## What you need to do
Nothing but an exact copy of the listing should appear in the response.

*** Opening of Supplied material ***

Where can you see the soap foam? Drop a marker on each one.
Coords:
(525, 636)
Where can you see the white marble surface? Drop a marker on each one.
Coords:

*** Close of Supplied material ***

## Response below
Where can you see the soap foam? Drop a marker on each one.
Coords:
(525, 636)
Where can you see the white marble surface? Drop a marker on each one.
Coords:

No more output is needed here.